Document extract:
Bottom Line: Results of molecular analyses were also compared to those obtained using traditional culture-based diagnostics.Only in one wound type did culture methods correctly identify the primary bacterial population indicating the need for improved diagnostic methods.If clinicians can gain a better understanding of the wound's microbiota, it will give them a greater understanding of the wound's ecology and will allow them to better manage healing of the wound improving the prognosis of patients.

View Article: PubMed Central - HTML - PubMed

Affiliation: United States Department of Agriculture ARS Livestock Issues Research Unit, Lubbock, TX, USA. sdowd@lbk.ars.usda.gov

ABSTRACT

Background: Chronic wound pathogenic biofilms are host-pathogen environments that colonize and exist as a cohabitation of many bacterial species. These bacterial populations cooperate to promote their own survival and the chronic nature of the infection. Few studies have performed extensive surveys of the bacterial populations that occur within different types of chronic wound biofilms. The use of 3 separate16S-based molecular amplifications followed by pyrosequencing, shotgun Sanger sequencing, and denaturing gradient gel electrophoresis were utilized to survey the major populations of bacteria that occur in the pathogenic biofilms of three types of chronic wound types: diabetic foot ulcers (D), venous leg ulcers (V), and pressure ulcers (P).

Listed records:
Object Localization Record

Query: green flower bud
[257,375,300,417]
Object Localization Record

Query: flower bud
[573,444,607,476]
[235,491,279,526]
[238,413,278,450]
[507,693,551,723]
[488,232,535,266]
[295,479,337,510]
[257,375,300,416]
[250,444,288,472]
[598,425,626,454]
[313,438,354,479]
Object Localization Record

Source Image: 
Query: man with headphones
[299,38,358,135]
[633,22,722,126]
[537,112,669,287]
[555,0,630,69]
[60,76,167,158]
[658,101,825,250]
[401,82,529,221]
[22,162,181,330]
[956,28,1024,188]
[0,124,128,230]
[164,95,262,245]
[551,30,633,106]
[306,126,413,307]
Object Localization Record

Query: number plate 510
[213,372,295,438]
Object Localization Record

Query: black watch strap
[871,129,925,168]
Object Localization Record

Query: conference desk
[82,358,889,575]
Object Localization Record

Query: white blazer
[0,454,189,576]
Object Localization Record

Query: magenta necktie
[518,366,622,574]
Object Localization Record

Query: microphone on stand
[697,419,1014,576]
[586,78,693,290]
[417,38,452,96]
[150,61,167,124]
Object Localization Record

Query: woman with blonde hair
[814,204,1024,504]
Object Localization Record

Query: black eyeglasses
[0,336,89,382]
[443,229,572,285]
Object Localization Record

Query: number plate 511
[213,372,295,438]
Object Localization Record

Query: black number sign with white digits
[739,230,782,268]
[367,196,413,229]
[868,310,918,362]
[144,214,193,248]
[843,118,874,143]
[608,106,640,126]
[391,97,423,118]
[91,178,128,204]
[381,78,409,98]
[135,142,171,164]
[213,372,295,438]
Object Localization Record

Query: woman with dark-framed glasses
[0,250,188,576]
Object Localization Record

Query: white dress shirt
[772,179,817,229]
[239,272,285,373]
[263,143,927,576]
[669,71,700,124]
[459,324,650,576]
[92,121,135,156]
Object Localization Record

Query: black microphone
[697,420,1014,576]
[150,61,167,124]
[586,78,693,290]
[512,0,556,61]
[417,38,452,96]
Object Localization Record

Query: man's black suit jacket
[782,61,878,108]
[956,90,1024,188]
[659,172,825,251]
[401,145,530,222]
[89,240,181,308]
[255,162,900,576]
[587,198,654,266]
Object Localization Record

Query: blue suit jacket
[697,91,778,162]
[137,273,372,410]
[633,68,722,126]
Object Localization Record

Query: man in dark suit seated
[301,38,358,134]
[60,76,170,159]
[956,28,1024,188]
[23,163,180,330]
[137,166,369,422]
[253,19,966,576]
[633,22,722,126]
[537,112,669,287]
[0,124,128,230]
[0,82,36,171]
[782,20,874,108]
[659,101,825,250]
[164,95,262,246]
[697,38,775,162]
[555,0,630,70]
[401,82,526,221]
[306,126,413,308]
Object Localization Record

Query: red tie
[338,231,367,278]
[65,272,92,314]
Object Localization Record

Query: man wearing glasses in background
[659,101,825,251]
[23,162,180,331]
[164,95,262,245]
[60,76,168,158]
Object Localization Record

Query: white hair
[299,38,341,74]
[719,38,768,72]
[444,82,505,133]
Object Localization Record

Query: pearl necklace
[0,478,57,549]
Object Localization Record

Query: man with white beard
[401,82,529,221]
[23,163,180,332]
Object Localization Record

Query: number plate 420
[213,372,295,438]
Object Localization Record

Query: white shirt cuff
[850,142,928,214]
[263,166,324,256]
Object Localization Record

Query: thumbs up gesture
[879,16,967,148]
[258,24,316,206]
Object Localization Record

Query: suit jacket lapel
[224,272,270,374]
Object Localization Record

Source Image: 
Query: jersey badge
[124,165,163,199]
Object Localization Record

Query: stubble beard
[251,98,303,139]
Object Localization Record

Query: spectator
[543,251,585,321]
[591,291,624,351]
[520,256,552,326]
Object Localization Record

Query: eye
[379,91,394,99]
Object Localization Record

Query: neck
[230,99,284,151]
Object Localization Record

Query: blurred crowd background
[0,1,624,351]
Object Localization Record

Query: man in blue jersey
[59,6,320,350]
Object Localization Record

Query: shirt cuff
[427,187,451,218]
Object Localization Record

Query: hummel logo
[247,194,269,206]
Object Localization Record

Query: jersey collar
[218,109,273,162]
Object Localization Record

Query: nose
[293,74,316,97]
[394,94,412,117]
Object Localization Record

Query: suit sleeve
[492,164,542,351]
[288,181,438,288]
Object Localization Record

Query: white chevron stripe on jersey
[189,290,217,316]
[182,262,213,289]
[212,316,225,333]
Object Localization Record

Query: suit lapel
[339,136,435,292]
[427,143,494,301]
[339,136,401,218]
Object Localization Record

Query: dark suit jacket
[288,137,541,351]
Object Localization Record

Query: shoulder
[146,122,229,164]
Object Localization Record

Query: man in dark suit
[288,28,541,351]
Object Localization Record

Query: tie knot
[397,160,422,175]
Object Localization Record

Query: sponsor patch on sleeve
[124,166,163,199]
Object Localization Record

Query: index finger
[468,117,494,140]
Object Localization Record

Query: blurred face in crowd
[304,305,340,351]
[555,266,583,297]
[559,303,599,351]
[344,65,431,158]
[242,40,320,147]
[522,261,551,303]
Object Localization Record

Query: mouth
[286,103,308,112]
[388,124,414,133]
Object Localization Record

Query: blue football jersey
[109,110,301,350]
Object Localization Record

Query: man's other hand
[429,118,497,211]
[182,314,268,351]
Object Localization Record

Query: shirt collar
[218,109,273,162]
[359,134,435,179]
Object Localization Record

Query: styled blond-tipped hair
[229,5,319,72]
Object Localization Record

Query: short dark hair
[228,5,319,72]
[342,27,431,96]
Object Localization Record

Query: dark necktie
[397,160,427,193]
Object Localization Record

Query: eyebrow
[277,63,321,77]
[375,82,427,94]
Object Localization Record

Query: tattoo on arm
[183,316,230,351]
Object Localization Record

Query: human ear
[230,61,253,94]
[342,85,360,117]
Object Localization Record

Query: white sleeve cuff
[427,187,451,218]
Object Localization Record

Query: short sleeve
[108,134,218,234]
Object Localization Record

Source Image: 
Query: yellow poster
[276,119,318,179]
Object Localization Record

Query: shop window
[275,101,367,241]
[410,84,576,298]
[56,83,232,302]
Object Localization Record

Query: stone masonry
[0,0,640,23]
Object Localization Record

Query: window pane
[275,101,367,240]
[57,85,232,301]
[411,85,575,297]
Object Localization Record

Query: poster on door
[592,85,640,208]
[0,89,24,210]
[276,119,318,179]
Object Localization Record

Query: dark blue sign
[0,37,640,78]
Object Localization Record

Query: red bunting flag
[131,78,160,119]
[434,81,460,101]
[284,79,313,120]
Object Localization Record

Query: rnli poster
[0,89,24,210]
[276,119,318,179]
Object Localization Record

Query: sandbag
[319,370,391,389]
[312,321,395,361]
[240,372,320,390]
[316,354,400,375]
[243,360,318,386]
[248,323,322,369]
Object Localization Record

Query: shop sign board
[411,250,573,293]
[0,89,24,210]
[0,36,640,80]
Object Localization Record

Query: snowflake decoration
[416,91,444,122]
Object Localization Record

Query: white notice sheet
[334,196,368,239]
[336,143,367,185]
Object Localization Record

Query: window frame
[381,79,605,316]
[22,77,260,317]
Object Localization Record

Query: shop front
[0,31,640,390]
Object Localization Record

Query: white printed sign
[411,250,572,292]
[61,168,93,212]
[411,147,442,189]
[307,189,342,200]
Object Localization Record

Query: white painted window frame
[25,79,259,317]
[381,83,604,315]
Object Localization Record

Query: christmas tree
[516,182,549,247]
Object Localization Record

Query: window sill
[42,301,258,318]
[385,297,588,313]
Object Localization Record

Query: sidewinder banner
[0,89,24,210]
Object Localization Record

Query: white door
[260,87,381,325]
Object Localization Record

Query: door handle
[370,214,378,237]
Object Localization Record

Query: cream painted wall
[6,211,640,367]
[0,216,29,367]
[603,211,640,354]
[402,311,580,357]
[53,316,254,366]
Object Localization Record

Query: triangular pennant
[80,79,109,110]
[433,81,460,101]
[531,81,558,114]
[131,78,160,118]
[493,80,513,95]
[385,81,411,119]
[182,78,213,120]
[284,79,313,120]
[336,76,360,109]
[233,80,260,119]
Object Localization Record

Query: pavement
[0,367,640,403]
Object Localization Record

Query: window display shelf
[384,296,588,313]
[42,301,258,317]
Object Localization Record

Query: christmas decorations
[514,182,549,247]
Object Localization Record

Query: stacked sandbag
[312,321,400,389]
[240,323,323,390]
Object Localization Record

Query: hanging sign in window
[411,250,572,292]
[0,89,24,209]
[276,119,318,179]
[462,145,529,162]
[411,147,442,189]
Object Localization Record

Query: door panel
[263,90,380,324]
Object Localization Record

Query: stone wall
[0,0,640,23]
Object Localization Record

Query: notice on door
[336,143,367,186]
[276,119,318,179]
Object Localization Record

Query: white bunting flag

What this exercise asks:
1: Render this sentence from the chronic wound biofilm abstract in Spanish: "These bacterial populations cooperate to promote their own survival and the chronic nature of the infection."
2: Carry the chronic wound biofilm abstract forward from its last sentence.
The listing isn't needed for anything here.

List of answers:
1: Estas poblaciones bacterianas cooperan para promover su propia supervivencia y la naturaleza crónica de la infección.

2:
Results: There are specific major populations of bacteria that were evident in the biofilms of all chronic wound types, including Staphylococcus, Pseudomonas, Peptoniphilus, Enterobacter, Stenotrophomonas, Finegoldia, and Serratia spp. Each of the wound types reveals marked differences in bacterial populations, such as pressure ulcers in which 62% of the populations were identified as obligate anaerobes. There were also populations of bacteria that were identified but not recognized as wound pathogens, such as Abiotrophia para-adiacens and Rhodopseudomonas spp. Results of molecular analyses were also compared to those obtained using traditional culture-based diagnostics. Only in one wound type did culture methods correctly identify the primary bacterial population indicating the need for improved diagnostic methods.

Conclusion: If clinicians can gain a better understanding of the wound's microbiota, it will give them a greater understanding of the wound's ecology and will allow them to better manage healing of the wound improving the prognosis of patients. This research highlights the necessity to begin evaluating, studying, and treating chronic wound pathogenic biofilms as multi-species entities in order to improve the outcomes of patients. This survey will also foster the pioneering and development of new molecular diagnostic tools, which can be used to identify the community compositions of chronic wound pathogenic biofilms and other medical biofilm infections.